Per chi è carico d’impegni, gli assistenti vocali offrono un ulteriore livello di supporto, integrandosi senza sforzo nella routine quotidiana. “Ricordami di chiamare l’idraulico questo pomeriggio,” potresti dire mentre esci di casa di corsa. In pochi secondi, l’assistente imposta il promemoria, controlla il traffico per il tuo prossimo appuntamento e regola il termostato intelligente—tutto perfettamente calibrato sulle tue preferenze. In modalità “assente,” si comporta come un guardiano vigile, monitorando i dintorni e inviando notifiche in caso di eventi insoliti—potrebbe persino riprodurre il suono di un cane che abbaia se rileva movimenti all’esterno. Questa estensione della sorveglianza all’ambiente esterno sfuma i confini tra la sfera privata e quella pubblica, ridefinendo il concetto stesso di sicurezza. Nell’ecosistema digitale odierno, il concetto di cura è diventato inseparabile dal controllo—su sé stessi, sugli altri e sul nostro ambiente.
L’intreccio tra cura e ottimizzazione apre la strada a un linguaggio della persuasione sempre più sofisticato, in grado di toccare il cuore dell’utente e sfruttarne le emozioni più profonde. Per chi cerca compagnia, i chatbot basati sull’IA generativa offrono molto più di una semplice conversazione. Progettati come partner empatici e nati da simulazioni di dialogo umano in contesti di consulenza terapeutica, questi chatbot apprendono le tue preferenze, condividono esperienze virtuali e diventano un amico su cui poter sempre contare—si adattano alle emozioni e ai bisogni degli utenti, offrendo una compagnia continua e priva di esigenze. In un paradosso evidente, tali servizi promettono di alleviare la disconnessione che spesso viene amplificata dallo stesso ecosistema di cui fanno parte.

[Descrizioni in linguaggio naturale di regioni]
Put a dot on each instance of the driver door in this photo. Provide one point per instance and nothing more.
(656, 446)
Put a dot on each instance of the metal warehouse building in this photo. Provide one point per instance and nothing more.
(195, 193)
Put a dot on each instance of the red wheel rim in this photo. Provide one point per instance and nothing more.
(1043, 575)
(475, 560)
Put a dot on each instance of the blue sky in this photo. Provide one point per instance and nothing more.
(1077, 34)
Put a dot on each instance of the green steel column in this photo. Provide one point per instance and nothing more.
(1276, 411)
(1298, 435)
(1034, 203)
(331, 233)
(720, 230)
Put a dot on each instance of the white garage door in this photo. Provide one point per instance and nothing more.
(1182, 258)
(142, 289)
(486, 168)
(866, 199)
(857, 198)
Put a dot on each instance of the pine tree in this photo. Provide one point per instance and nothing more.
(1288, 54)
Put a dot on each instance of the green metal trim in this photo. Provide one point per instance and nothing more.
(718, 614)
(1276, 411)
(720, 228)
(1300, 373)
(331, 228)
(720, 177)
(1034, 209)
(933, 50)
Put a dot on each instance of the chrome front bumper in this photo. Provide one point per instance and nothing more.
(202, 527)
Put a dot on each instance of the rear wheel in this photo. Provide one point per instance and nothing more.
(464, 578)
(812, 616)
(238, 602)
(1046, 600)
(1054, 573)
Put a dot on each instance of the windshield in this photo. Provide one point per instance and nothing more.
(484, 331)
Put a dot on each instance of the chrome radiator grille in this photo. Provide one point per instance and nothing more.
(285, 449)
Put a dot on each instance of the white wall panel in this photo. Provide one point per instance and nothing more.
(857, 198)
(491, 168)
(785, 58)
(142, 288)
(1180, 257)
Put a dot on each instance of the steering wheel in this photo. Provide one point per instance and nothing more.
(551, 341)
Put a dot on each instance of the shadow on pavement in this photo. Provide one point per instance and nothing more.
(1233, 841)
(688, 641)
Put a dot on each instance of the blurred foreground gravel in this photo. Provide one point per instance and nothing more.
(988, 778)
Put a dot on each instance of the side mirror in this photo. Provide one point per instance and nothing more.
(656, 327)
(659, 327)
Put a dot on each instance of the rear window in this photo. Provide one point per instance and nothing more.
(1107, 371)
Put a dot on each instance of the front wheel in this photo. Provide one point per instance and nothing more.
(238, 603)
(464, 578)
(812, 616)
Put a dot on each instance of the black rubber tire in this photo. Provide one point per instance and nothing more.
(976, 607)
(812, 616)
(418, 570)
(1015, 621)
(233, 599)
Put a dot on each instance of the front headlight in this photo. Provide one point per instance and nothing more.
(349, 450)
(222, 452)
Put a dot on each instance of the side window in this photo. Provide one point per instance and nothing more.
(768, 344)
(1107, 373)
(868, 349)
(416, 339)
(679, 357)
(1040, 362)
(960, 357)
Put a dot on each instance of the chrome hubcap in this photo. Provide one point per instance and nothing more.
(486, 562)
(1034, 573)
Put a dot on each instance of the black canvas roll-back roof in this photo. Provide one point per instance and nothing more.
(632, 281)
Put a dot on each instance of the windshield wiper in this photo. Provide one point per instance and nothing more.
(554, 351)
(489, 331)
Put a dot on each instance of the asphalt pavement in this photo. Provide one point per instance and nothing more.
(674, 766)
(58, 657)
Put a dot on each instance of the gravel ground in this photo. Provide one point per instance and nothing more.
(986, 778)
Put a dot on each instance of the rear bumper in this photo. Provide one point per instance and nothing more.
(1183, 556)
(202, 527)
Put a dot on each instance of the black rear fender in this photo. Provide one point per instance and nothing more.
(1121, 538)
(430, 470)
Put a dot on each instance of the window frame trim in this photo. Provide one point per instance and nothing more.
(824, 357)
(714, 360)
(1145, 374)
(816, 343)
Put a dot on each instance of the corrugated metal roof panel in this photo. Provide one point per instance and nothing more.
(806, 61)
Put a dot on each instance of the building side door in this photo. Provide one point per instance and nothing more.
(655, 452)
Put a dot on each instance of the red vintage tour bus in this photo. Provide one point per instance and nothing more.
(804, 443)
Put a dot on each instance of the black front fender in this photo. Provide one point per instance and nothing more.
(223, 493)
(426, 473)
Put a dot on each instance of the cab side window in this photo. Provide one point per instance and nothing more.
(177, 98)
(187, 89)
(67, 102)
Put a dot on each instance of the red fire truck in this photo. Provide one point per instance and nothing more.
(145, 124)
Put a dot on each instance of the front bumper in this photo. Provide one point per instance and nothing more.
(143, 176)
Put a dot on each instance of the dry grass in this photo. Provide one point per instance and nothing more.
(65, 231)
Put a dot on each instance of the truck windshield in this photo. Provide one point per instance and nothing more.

* _Compiti dell'esercizio_:
**A)** Rispondi a queste domande sul brano sugli assistenti vocali e i chatbot:
(i) Quale suono potrebbe riprodurre l'assistente in modalità "assente" se rileva movimenti all'esterno?
(ii) Da quali simulazioni sono nati i chatbot progettati come partner empatici?
(iii) Chi va chiamato nel promemoria dettato all'assistente?
**B)** Prosegui il brano sugli assistenti vocali e i chatbot partendo dalla sua ultima frase.
I record non hanno alcun ruolo in questo lavoro.

* _Risposte attese_:
**A)**
(i) Il suono di un cane che abbaia.
(ii) Da simulazioni di dialogo umano in contesti di consulenza terapeutica.
(iii) L'idraulico.

**B)**
Attraverso questi strumenti interconnessi, la ricerca di un’esperienza utente ideale finisce per oscurare le ambiguità, le complessità, le sfumature e l’imprevedibilità della vita umana. In questo panorama, dove standardizzazione, norme guidate dai dati e individualismo si nascondono dietro il linguaggio dell’empatia, sorge spontanea una domanda: cosa guadagniamo e cosa perdiamo? In che modo questa promessa di connessione e convenienza ridefinisce la nostra comprensione dell’esperienza umana? L’attrattiva dell’ottimizzazione e del controllo è innegabile—ma forse il vero valore della nostra umanità non risiede nella perfezione, bensì nei momenti imprevisti, strani, illogici e imperfetti che normalmente rifuggiamo.
Marialaura Ghidini è curatrice, docente e ricercatrice, con un interesse particolare per il modo in cui le tecnologie digitali influenzano i comportamenti umani e le relazioni con l’ambiente circostante. Dal suo dottorato di ricerca (CRUMB, University of Sunderland), ha esplorato l’impatto della curatela online sulla produzione culturale e sul coinvolgimento del pubblico. Tra i progetti online da lei curati ci sono or-bits.com (2009–2015), #exstrange (2017), curating.online (vincitore dell’Italian Council 9, 2021), e UnProductive Solutions (2023). Marialaura ha insegnato in università e istituzioni internazionali e ha condiviso il suo lavoro attraverso presentazioni, workshop e webinar, collaborando con realtà come The Foundation for Indian Contemporary Art a Delhi (IN) e l’Exhibition Research Lab della Liverpool John Moores University (UK). I suoi contributi sono apparsi su riviste e piattaforme accademiche come il Journal of Curatorial Studies e DATA browser 10: Curating Superintelligences.